[START OF Reading text]
The government's decision to push ahead with Bank BNI's secondary offering of 3.95 billion shares despite the global rout that hit Asian stocks last Friday was the right move to reinvigorate the privatization of state companies.

Even though the stocks gained only the lowest end of the target price of Rp 2,050-2,700 a share, the positive response from domestic and foreign investors indicates the bright economic outlook.

Yet more encouraging was that almost half of the shares offered were taken up by foreign investors.

The July 26 steep falls in European and American stock markets, whereby the Dow Jones Industrial Average was down 3.2 percent, and the sell-off in Asian stock markets, including the Jakarta stock exchange on the following day, had initially set in a bearish sentiment on the Jakarta Stock Exchange (JSX). But the rosy economic prospects made the bank shares highly attractive to long-term investors.

Stronger economic growth predicted by most analysts for this year and next (6.2-6.5 percent) helped improved the market sentiment in the BNI share offering after the temporary fall last week because there was a positive correlation between economic expansion and the growth prospects of the banking industry.
[END OF Reading text]
[START OF Data excerpt]
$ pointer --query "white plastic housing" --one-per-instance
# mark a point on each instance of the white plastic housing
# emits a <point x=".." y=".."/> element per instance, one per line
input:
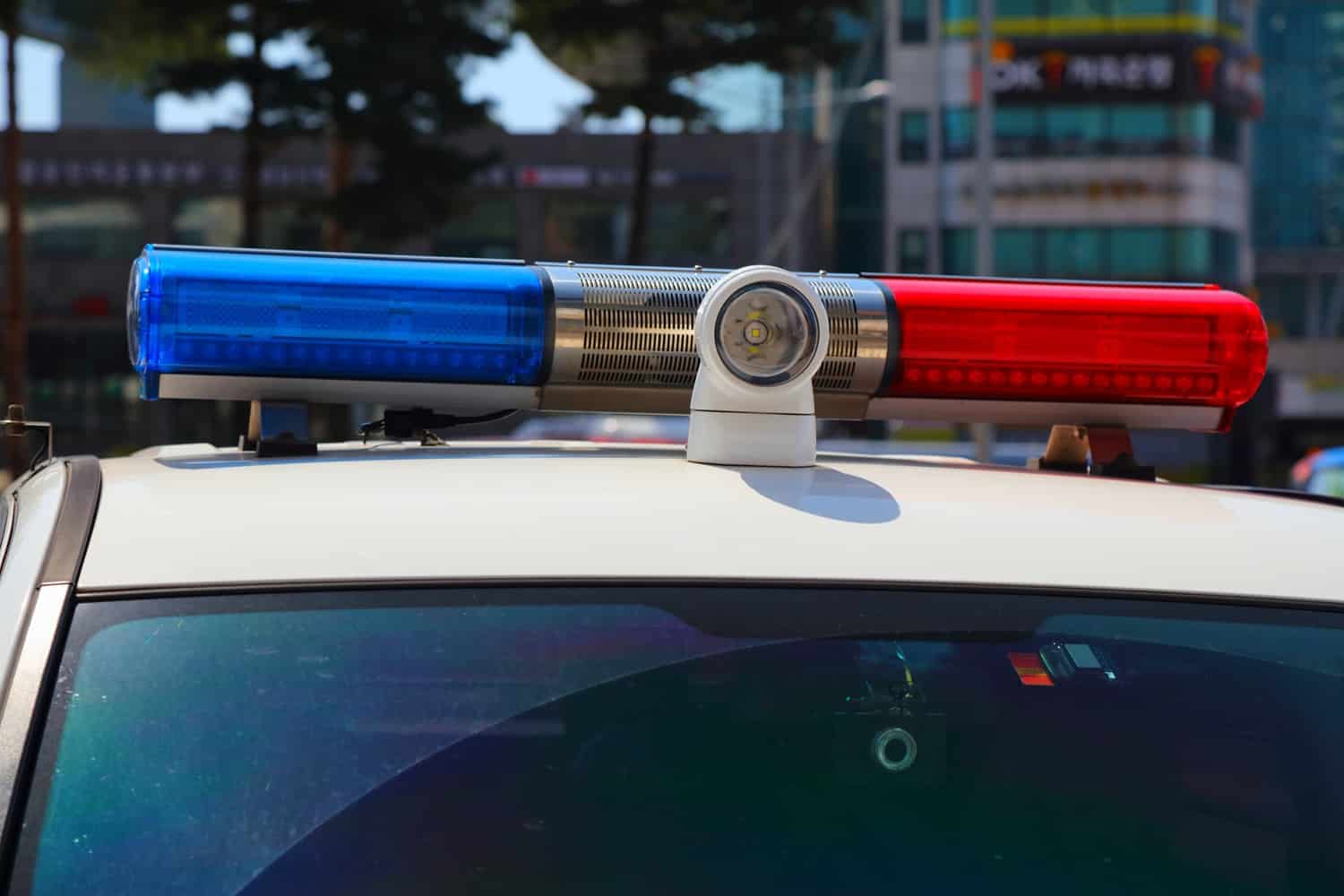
[END OF Data excerpt]
Parts of the exercise:
1. From the text on the BNI share offering, extract the passage starting at "Even though the" and ending at "by foreign investors.".
2. In the BNI share offering text, condense the paragraph that begins "The July 26 steep falls" into a shorter version that keeps its main facts.

Results in order:
1.
Even though the stocks gained only the lowest end of the target price of Rp 2,050-2,700 a share, the positive response from domestic and foreign investors indicates the bright economic outlook.

Yet more encouraging was that almost half of the shares offered were taken up by foreign investors.

2. The steep July 26 falls in European and American stock markets, with the Dow Jones Industrial Average down 3.2 percent, and the next day's Asian sell-off, including Jakarta, first brought bearish sentiment to the Jakarta Stock Exchange (JSX). Rosy economic prospects, however, made the bank shares highly attractive to long-term investors.